■ **WHAT IS EXPECTED**:
Of all the lines below, return only those starting with the line holding "Query: compound eye" and going on through the line holding "Give the mask of the compound", exactly as written.

##### TASK MATERIAL

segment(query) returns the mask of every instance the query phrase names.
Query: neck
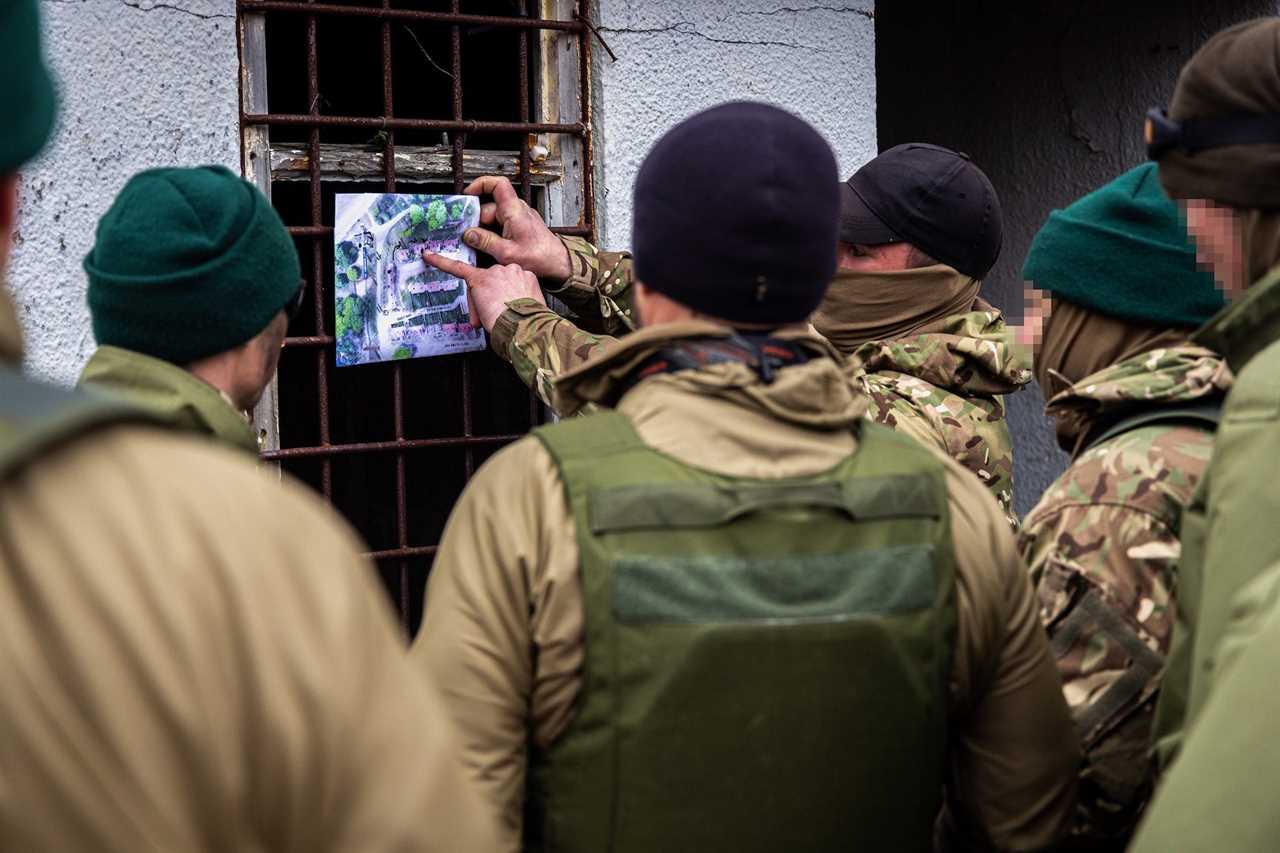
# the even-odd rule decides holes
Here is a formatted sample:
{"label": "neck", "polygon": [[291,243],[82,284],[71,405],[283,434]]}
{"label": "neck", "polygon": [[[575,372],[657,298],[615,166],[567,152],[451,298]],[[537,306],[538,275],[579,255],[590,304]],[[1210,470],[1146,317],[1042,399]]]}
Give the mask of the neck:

##########
##### TASK MATERIAL

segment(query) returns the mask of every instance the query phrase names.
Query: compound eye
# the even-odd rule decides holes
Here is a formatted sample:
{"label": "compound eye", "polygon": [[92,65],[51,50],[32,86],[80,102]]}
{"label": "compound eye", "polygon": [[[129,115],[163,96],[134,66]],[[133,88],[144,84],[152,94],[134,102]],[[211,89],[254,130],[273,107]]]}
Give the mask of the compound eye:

##########

■ **ANSWER FOR THE TASK**:
Query: compound eye
# the even-odd rule decides holes
Here is a formatted sample:
{"label": "compound eye", "polygon": [[92,65],[51,50],[32,86],[80,102]]}
{"label": "compound eye", "polygon": [[[129,115],[163,96],[134,66]],[[133,88],[144,84],[152,94],[134,102]],[[211,89],[254,130],[273,107]]]}
Give the mask of the compound eye:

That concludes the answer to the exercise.